_QUOTED PASSAGE_
=== Section Start ===

I give an example to people, Nora. If you are an average Uber user, you might use it twice in a week. If you're a power user, you use it 10 times. But that gap is 2 and 10. Sure, you might have busy weeks here and there, but generally this gap is 5X. In our case, if you're an average user, you have $25,000. If you're a power user, you have $25 million. And that's something to just keep in mind, that gap is really, really huge. But there's something else. This wealth is growing. On average, we see in three years, our average user assets grow 4X. So whereas, let's say for Uber, that it's capped out at the number of rides you will have, and of course now they have other verticals and everything. That wealth, it kind of is a negative churn, as we say. It just grows as the people grow and I think that's what makes the whole domain quite a unique domain.

Nora:

So let's remember that Syfe has built its business around the mass affluent. Those are the people who are wealthy enough to invest, first of all. And they are digitally mature enough to do it online.

Bianca:

But that doesn't mean that the segment is uniform, right? There's still very different needs and behaviors to accommodate.

Nora:

For example, investors from the older generations may have deeper wealth, whereas younger investors are just getting started. But how will things change, let's say in the next 10, 20, or 50 years, as the younger investors now become the older investors in the future?

Bianca:

Yeah. I'm curious how their needs evolve and what it means for wealth platforms like Syfe. More of this from Dhruv.

Dhruv Arora:

What has happened quite interestingly for us is that we see that a lot of our customers, for example, are referring their parents, especially for the lower risk offerings, like cash management and income funds, and so on and so forth. And I would say what we have seen interestingly is over the years, our average user age has moved up. And when we especially launch the lower risk, and this is probably again an interesting Asia specific phenomenon because generally people are a bit more conservative, at least here in Singapore. A similar trend actually we're finding in Australia. What we find is when the lower risk options, like a high yield, low risk kind of a product, they generally resonate quite well with the older generations. So I think they are coming in for that.

=== Section End ===

_JOB ITEM 1_
Reproduce the dataset entries below verbatim, keeping every line intact.

_Dataset entries_
=== Section Start ===

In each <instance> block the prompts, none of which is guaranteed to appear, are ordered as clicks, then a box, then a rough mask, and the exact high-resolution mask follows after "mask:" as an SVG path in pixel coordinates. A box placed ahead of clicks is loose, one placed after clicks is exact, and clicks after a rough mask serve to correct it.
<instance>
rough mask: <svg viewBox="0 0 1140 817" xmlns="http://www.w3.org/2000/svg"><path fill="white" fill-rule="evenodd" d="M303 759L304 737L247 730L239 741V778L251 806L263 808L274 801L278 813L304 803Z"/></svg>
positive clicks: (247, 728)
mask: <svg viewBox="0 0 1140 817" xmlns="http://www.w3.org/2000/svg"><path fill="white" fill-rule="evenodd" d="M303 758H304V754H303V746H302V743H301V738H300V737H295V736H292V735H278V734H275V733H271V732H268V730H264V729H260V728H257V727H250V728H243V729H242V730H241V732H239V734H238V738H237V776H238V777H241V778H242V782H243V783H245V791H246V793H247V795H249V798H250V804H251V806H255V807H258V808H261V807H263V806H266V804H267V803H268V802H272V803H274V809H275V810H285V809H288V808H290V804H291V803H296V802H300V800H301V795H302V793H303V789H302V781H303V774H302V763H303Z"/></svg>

=== Section End ===

_JOB ITEM 2_
According to the interview transcript, by how much do average user assets grow over three years?

_YOUR RESPONSE 1_
In each <instance> block the prompts, none of which is guaranteed to appear, are ordered as clicks, then a box, then a rough mask, and the exact high-resolution mask follows after "mask:" as an SVG path in pixel coordinates. A box placed ahead of clicks is loose, one placed after clicks is exact, and clicks after a rough mask serve to correct it.
<instance>
rough mask: <svg viewBox="0 0 1140 817" xmlns="http://www.w3.org/2000/svg"><path fill="white" fill-rule="evenodd" d="M303 759L304 737L247 730L239 741V778L251 806L263 808L274 801L278 813L304 803Z"/></svg>
positive clicks: (247, 728)
mask: <svg viewBox="0 0 1140 817" xmlns="http://www.w3.org/2000/svg"><path fill="white" fill-rule="evenodd" d="M303 758H304V754H303V746H302V743H301V738H300V737H295V736H292V735H278V734H275V733H271V732H268V730H264V729H260V728H257V727H250V728H243V729H242V730H241V732H239V734H238V738H237V776H238V777H241V778H242V782H243V783H245V791H246V793H247V795H249V798H250V804H251V806H255V807H258V808H261V807H263V806H266V804H267V803H268V802H272V803H274V809H275V810H285V809H288V808H290V804H291V803H296V802H300V800H301V795H302V793H303V789H302V781H303V774H302V763H303Z"/></svg>

_YOUR RESPONSE 2_
On average, they grow 4X in three years.